Pick up the text on why Snake River Farms beef tastes better and continue it from its last sentence.
Supplied text section start
More than Just Age - Why Snake River Farms Beef Tastes Better
More than Just Age - Why Snake River Farms Beef Tastes Better
Our regular customers tell us SRF steaks and roasts just taste better than the beef they buy at grocery stores, online companies and even many top shelf restaurants.
Learn why Snake River Farms American Wagyu, whether it’s wet or dry aged, is so much flavorful and delicious.
How are we so certain that Snake River Farms American Wagyu beef tastes better than the best wet or dry aged choices at most grocery stores and high-end restaurants?
We’re so glad you asked! Here are four reasons SRF leads the pack:
1. We Start with Better Beef
At most grocery stores and restaurants, you’ll find beef choices graded USDA Select or Prime. And those are good cuts of meat. But Snake River Farms beef is American Wagyu beef, which is an entirely different breed. Literally. Our founder imported purebred Japanese Wagyu cattle in the 1980s and bred them with American cows to create this whole new breed. All Wagyu cattle are genetically predisposed to develop marbling that is far superior to the highest USDA grades of beef. This means we’re starting off with better beef, even before the aging process.
Supplied text section end
Recorded data section start
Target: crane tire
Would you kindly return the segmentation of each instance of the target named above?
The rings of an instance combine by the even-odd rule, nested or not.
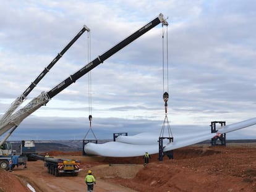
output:
[[[9,169],[9,164],[7,161],[0,161],[0,167],[2,169],[7,170]]]

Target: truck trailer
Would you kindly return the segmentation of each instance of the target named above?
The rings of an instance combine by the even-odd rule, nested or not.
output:
[[[45,167],[48,168],[49,173],[56,177],[64,173],[77,176],[80,162],[80,161],[74,159],[45,158]]]

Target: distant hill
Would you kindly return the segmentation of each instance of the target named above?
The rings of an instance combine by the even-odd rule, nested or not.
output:
[[[111,141],[108,140],[98,140],[98,143],[104,143]],[[17,153],[20,151],[20,141],[11,141],[13,148],[16,150]],[[256,143],[256,140],[227,140],[226,143]],[[200,142],[198,144],[211,144],[210,140]],[[59,151],[64,152],[70,151],[82,151],[82,140],[46,140],[35,141],[36,151],[38,153],[50,151]]]
[[[98,143],[104,143],[108,141],[109,141],[109,140],[98,140]],[[11,142],[12,143],[13,149],[16,150],[17,153],[19,153],[21,141],[12,141]],[[38,153],[49,151],[64,152],[83,151],[82,140],[45,140],[35,141],[35,143],[36,151]]]

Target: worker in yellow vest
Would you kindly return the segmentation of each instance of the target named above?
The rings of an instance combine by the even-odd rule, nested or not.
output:
[[[145,165],[148,164],[149,159],[151,159],[151,157],[148,152],[146,152],[143,157],[144,159],[144,165]]]
[[[87,185],[87,192],[93,192],[93,185],[96,184],[96,180],[90,170],[88,171],[88,175],[85,178],[85,182]]]

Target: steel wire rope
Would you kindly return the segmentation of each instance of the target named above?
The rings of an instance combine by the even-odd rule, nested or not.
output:
[[[91,55],[92,55],[92,51],[91,51],[91,33],[90,31],[89,31],[87,33],[87,59],[88,62],[89,63],[91,62]],[[87,135],[90,132],[90,130],[92,131],[94,138],[97,140],[95,134],[94,133],[93,130],[92,128],[92,70],[90,70],[88,73],[88,112],[89,112],[89,121],[90,121],[90,128],[89,130],[87,131],[87,133],[85,134],[85,136],[83,140],[85,139]]]

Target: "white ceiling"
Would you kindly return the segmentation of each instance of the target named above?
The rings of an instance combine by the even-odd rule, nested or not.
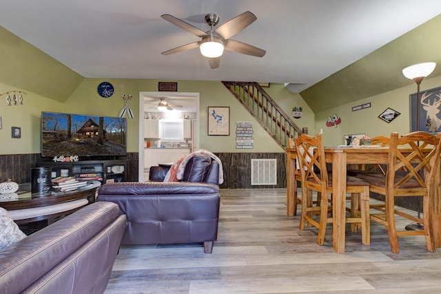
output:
Recorded data section end
Reply
2. We Have a Large-Scale Facility Dedicated to Aging Beef
The best time to age beef is while it is still in a large primal or subprimal cut. These large sections of carcass are a bit unwieldy — unless, of course, you have a full-scale facility dedicated to the aging process. We’re one of the first and very few American beef producers with a true Ranch to Table business model, where we control the entire supply chain from genetic conception to delivery at your door. Most grocery stores and restaurants don’t have the space, time or manpower to separate large slabs of beef into single servings, let alone to house them in a meticulously controlled environment and monitor their aging with scientific precision. We do.
3. We Have Invested Time and Resources into Our Process
As you might have guessed, building a full-scale aging facility wasn’t cheap. But at Snake River Farms, we believe in doing things the right way, even if it’s a bit harder or more expensive. That’s because we know the end product is worth it. So, we have a staff of skilled technicians constantly monitoring and gathering data on our beef through the entire process. We wet age all our American Wagyu steaks for 21 days because the science tells us that’s the point of optimal flavor and tenderness. Our dry aged beef is aged for at least 30 days, or until our aging experts deem it ready for the most discerning palates.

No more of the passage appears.